Task statement
All lines from the one with "Each instance receives one keypoint. Annotate the shadow" through the last are to be given again exactly as they stand in the data below, and only those.
+++ Provided data
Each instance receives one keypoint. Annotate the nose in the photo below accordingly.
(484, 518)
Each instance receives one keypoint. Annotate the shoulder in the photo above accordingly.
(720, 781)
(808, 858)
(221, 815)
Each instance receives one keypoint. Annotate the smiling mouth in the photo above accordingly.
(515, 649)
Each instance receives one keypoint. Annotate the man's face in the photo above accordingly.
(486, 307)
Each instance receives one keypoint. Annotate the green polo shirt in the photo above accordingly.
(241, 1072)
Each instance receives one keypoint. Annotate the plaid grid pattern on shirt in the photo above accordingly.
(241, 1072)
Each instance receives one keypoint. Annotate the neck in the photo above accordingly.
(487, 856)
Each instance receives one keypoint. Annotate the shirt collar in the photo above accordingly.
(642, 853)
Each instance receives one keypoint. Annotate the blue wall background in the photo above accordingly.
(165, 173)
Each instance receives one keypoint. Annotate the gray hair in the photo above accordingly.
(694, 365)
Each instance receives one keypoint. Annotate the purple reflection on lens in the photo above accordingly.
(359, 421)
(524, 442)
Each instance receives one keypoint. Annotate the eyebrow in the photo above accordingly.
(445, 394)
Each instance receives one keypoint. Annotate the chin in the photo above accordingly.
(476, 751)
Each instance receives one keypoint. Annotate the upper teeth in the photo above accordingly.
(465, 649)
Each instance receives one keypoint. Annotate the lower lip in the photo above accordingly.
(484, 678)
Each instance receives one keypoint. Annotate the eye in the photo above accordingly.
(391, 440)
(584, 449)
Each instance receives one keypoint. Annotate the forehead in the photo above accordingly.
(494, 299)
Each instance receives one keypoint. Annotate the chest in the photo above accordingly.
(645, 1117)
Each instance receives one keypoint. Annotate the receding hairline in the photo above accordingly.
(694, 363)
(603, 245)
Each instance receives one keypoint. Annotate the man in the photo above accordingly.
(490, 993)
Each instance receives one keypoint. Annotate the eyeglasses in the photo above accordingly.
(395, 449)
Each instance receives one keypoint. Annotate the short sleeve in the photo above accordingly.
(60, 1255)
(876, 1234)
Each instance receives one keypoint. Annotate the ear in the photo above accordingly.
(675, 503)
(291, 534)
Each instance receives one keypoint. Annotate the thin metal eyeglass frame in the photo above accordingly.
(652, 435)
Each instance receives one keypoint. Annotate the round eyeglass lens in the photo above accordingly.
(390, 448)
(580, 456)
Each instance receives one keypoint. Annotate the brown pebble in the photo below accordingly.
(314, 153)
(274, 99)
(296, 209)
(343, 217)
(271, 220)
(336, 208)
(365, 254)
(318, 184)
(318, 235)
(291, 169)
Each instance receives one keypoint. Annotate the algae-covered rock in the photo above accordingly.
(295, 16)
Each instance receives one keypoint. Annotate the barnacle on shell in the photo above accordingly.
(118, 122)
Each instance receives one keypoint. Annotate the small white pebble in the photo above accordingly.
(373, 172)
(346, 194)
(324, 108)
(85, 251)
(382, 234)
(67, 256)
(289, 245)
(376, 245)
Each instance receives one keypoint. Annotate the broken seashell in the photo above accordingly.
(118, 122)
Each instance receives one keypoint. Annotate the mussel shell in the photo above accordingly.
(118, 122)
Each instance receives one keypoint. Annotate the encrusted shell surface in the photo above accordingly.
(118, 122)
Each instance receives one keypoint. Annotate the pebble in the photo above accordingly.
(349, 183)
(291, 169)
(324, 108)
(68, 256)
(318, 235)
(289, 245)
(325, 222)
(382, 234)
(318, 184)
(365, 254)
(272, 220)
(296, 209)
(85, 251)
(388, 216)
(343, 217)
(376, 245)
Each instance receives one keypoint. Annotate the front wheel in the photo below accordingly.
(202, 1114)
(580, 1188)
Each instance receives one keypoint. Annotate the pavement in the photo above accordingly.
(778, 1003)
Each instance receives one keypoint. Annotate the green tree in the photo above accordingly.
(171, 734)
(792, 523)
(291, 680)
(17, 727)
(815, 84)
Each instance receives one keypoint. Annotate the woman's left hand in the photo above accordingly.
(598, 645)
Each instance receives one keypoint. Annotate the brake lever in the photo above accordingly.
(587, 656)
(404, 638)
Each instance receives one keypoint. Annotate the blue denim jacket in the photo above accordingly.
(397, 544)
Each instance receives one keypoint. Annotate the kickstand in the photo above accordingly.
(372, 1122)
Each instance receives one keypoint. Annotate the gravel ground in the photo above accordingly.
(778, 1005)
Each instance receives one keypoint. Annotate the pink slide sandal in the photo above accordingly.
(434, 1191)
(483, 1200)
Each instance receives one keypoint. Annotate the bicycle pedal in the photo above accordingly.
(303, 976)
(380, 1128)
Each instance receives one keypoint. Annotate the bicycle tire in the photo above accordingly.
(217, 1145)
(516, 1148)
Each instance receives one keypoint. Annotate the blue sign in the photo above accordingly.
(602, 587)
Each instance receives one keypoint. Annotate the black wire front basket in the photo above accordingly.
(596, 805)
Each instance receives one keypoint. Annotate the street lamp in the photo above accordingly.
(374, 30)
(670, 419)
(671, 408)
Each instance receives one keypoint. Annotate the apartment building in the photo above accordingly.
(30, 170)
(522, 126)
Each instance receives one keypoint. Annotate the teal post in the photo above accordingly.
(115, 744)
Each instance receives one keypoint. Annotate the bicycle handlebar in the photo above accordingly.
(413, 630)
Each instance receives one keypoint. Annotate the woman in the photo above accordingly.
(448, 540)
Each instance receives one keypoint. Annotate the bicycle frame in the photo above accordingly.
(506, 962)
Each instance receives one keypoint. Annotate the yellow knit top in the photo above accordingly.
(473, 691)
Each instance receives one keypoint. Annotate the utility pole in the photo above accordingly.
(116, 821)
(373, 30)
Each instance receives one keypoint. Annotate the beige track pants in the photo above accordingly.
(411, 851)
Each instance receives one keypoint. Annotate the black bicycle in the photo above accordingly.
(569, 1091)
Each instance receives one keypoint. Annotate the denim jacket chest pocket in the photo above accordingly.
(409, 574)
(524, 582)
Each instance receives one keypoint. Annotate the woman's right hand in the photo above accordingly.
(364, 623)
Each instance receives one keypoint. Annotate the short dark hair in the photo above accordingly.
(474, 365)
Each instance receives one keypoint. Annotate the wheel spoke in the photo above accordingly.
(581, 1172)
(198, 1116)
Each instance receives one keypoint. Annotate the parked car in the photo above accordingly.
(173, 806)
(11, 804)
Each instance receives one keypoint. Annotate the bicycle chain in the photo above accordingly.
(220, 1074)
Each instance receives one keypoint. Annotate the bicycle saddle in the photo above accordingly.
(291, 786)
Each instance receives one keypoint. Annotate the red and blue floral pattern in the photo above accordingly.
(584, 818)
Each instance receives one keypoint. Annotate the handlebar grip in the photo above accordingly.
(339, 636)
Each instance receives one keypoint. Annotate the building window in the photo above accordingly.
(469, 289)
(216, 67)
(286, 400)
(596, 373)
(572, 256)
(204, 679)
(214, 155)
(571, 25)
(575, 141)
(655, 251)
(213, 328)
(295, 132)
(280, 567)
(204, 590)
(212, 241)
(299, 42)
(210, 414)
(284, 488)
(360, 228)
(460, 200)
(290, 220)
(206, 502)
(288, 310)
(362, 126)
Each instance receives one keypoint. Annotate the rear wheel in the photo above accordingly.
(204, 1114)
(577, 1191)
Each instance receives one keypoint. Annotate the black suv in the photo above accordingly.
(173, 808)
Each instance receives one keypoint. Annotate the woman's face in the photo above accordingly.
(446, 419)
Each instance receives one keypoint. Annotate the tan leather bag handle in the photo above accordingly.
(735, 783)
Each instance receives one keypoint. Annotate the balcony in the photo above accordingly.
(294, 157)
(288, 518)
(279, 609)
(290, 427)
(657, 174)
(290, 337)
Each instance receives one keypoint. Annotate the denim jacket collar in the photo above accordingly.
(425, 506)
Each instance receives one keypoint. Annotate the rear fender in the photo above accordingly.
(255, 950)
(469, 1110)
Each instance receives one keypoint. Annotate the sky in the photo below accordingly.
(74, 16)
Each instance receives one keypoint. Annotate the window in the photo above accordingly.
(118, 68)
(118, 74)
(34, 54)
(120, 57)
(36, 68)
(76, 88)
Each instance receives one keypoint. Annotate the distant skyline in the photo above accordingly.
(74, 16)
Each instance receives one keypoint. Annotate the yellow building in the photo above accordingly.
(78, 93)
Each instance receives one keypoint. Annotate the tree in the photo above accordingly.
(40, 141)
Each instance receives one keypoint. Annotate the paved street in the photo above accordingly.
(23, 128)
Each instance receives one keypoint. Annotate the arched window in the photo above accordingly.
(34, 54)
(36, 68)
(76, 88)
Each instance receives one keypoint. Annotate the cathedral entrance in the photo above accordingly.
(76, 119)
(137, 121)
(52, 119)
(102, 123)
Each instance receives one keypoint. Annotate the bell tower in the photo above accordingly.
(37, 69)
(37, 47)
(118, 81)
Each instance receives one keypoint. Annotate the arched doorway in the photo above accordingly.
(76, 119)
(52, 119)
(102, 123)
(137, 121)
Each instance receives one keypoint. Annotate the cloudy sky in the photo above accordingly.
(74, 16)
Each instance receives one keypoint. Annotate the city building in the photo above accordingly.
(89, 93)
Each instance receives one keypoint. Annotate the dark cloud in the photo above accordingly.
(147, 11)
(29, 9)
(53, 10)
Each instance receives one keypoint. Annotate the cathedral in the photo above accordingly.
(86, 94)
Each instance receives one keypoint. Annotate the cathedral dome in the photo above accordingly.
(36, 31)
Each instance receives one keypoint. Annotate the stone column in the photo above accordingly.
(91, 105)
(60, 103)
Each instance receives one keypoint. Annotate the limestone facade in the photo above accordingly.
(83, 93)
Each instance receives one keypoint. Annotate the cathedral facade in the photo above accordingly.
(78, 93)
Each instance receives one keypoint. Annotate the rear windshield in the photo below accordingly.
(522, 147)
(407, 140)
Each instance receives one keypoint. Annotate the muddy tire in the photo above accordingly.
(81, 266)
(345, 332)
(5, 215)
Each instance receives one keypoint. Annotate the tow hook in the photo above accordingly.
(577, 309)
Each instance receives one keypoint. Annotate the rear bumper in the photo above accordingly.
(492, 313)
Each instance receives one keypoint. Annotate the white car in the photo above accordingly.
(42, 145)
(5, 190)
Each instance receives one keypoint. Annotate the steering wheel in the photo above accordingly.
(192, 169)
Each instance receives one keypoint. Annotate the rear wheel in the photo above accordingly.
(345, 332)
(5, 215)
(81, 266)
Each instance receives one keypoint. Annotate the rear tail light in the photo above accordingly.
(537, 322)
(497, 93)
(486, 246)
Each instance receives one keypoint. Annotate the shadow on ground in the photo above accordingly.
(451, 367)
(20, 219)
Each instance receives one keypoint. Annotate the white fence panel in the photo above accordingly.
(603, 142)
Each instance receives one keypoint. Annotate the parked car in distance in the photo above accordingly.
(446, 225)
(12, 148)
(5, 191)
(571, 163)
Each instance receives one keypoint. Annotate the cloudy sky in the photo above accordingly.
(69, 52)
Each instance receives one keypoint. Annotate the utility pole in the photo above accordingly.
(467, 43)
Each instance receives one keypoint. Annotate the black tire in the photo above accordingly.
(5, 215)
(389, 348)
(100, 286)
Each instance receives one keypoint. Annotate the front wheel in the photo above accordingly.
++++++
Result
Each instance receives one keypoint. Annotate the shadow on ground in the photo above accordingly.
(451, 367)
(20, 219)
Each instance receives one keypoint. Annotate the white fence panel in the photo above accordingly.
(603, 142)
Each instance receives one keypoint. Annotate the parked car in distance in the photo above accordingly.
(446, 225)
(12, 148)
(5, 191)
(571, 163)
Each instance receives one keypoint. Annotate the cloudy sky in the photo above accordingly.
(69, 52)
Each instance receives one keypoint. Annotate the utility pole in the photo above accordingly.
(467, 43)
Each instance receives one keypoint. Annotate the black tire in the photo above accordingly.
(5, 215)
(389, 348)
(100, 286)
Each instance receives one keypoint. Annotate the front wheel in the photo above accordingly.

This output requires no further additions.